## Start Excerpted records

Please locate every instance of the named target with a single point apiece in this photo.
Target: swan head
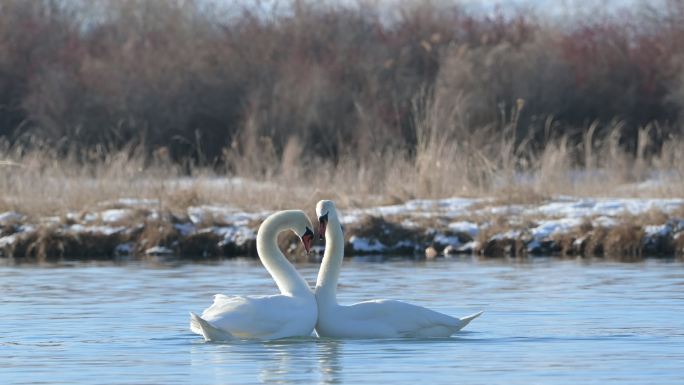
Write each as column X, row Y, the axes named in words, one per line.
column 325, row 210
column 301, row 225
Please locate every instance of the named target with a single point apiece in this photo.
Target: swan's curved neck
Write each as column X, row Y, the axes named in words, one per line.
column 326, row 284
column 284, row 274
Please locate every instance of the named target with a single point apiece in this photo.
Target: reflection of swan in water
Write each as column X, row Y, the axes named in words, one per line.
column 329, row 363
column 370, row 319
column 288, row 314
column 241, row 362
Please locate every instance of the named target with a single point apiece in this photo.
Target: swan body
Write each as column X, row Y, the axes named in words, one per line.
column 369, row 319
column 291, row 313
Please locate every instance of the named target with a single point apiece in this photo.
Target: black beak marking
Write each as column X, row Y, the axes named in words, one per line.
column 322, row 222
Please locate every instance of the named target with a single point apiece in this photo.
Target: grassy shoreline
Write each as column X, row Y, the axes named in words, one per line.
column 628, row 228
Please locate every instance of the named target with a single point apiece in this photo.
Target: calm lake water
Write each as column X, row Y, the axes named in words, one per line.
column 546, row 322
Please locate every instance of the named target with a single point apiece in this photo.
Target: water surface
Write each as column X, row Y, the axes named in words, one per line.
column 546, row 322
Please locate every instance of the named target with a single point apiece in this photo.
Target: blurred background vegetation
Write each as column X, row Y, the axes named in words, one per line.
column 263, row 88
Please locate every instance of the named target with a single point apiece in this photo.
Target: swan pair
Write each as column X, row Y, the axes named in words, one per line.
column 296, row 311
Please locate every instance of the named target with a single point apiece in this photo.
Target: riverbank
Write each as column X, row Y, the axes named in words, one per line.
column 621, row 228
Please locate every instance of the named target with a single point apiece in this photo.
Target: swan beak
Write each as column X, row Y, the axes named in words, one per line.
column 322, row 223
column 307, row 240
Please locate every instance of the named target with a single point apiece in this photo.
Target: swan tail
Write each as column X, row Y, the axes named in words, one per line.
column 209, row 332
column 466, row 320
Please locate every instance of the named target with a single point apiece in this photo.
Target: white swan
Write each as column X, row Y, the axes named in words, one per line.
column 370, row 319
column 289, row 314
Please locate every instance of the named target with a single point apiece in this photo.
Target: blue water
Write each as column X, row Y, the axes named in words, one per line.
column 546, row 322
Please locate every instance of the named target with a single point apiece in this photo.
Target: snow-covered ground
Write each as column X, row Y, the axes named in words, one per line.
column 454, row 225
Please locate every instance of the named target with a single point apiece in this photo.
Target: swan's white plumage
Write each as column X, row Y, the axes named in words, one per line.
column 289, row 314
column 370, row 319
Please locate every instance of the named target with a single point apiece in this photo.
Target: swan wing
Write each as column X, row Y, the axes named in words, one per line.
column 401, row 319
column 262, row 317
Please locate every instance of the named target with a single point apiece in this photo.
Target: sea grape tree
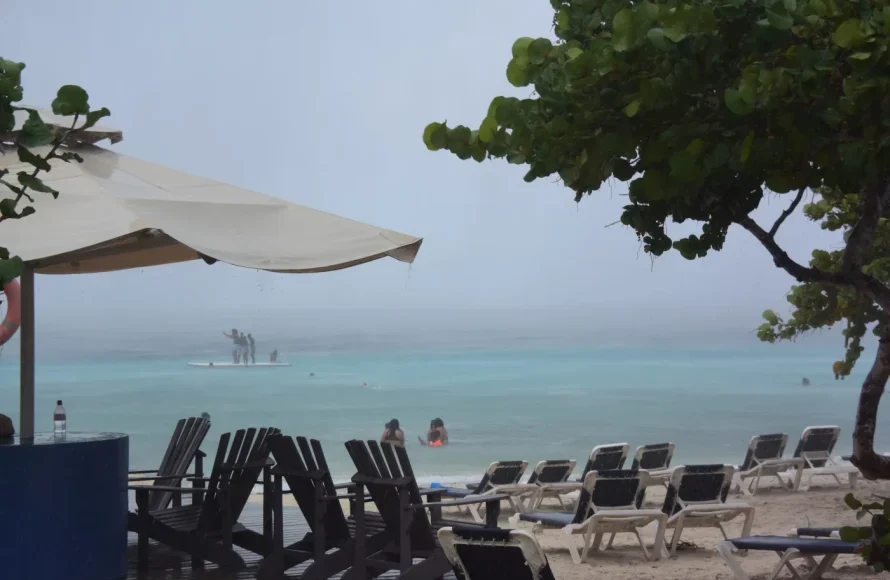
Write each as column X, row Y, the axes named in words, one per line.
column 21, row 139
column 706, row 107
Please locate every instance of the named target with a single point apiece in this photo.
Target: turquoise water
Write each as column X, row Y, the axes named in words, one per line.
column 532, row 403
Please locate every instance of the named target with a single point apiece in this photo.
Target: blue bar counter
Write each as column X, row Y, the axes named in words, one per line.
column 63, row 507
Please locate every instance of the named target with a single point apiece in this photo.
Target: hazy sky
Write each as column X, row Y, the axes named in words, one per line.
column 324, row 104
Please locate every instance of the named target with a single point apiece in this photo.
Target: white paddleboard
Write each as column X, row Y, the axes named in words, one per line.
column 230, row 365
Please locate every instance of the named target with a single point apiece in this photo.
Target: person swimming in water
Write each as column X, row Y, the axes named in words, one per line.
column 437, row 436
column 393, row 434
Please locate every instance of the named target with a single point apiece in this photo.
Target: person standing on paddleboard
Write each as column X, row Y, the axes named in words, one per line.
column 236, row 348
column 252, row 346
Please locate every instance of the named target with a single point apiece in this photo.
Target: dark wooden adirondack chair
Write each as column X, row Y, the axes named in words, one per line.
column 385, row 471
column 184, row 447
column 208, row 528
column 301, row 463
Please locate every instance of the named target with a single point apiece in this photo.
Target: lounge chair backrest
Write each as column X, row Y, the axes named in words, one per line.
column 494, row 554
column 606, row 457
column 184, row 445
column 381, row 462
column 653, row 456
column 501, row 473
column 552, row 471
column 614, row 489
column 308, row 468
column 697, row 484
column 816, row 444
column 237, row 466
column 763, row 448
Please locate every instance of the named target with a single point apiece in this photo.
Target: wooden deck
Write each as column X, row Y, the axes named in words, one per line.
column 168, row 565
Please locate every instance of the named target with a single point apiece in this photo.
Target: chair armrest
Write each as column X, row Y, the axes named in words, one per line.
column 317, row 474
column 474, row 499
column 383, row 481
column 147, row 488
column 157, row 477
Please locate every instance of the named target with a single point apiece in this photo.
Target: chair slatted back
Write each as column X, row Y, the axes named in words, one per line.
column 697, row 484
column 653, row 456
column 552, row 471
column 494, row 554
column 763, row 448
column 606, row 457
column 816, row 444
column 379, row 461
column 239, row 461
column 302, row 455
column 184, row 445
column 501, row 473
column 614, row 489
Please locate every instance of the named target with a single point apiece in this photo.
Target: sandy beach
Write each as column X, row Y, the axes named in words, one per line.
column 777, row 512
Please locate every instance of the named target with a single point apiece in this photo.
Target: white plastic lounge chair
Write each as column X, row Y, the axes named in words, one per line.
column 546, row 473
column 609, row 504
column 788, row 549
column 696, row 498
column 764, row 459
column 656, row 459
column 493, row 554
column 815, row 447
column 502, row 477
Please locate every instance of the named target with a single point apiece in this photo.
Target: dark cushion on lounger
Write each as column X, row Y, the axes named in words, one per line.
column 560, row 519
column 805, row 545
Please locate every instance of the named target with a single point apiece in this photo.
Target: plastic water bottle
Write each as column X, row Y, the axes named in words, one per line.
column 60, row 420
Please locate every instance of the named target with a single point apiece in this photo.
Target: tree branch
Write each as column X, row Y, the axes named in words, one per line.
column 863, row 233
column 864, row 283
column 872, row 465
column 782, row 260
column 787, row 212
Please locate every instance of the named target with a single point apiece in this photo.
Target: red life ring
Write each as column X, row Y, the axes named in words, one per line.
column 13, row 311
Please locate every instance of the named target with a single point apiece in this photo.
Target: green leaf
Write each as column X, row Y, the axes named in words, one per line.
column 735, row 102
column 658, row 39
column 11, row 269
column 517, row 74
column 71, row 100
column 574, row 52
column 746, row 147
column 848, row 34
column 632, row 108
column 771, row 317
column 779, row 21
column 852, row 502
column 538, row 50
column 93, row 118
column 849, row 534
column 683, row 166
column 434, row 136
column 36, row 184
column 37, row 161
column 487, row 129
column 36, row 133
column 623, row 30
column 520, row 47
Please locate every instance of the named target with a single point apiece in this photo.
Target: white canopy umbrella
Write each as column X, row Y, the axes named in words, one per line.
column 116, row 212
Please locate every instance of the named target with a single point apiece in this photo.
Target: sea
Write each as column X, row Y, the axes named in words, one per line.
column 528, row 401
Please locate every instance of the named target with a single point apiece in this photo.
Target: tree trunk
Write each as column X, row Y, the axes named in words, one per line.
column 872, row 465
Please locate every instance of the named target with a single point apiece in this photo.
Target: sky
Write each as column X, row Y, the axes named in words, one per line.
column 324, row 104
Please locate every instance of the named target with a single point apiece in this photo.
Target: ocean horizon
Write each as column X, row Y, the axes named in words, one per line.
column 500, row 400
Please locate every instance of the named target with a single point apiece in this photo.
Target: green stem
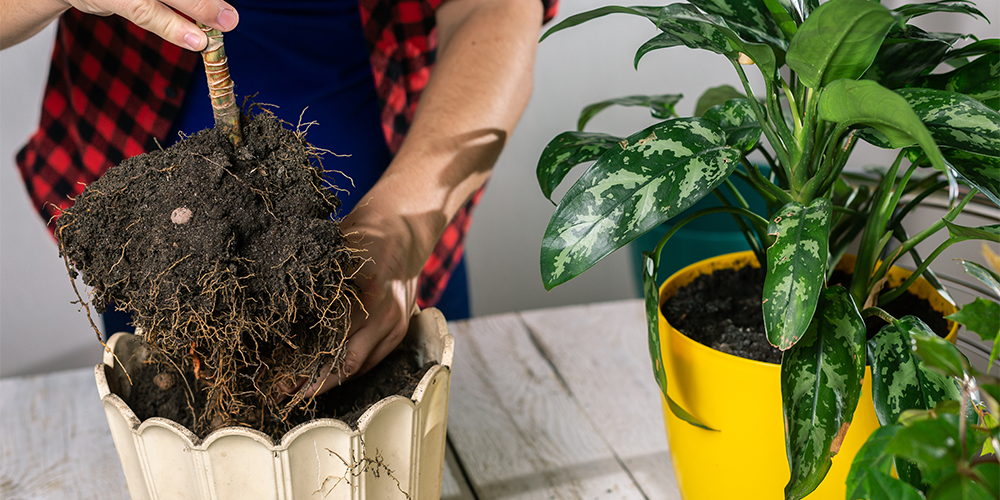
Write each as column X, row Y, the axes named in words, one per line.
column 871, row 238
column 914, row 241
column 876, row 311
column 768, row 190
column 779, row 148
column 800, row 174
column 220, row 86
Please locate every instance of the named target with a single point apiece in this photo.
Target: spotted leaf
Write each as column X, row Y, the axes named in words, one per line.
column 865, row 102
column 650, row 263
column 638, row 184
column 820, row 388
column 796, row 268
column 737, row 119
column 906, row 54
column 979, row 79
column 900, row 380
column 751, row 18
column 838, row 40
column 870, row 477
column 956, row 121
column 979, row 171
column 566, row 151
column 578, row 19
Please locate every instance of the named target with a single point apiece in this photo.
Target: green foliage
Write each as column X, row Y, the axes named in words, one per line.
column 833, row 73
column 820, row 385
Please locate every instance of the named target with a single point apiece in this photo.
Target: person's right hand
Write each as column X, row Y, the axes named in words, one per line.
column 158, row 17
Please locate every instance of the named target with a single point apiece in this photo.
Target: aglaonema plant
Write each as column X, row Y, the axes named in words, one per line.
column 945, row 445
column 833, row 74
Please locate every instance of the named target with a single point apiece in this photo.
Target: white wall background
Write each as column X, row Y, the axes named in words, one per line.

## End Excerpted records

- Short task
Copy the data word for word, starting with its first line and going on through the line that contains "column 241, row 362". Leave the pictures out.

- Exercise solution
Please locate every instance of the named target with a single point apiece in this photo.
Target: swan head
Write each as column X, row Y, the axes named in words, one per line.
column 325, row 210
column 301, row 225
Please locate every instance of the named target with a single point apiece in this photo.
Target: swan's curved neck
Write each as column X, row Y, the axes named in words, one per line.
column 326, row 284
column 284, row 274
Please locate every instance of the named target with a single point apiece in this photo.
Target: reflection of swan in water
Write each as column X, row Y, the axes named in words, one per line.
column 329, row 363
column 370, row 319
column 288, row 314
column 241, row 362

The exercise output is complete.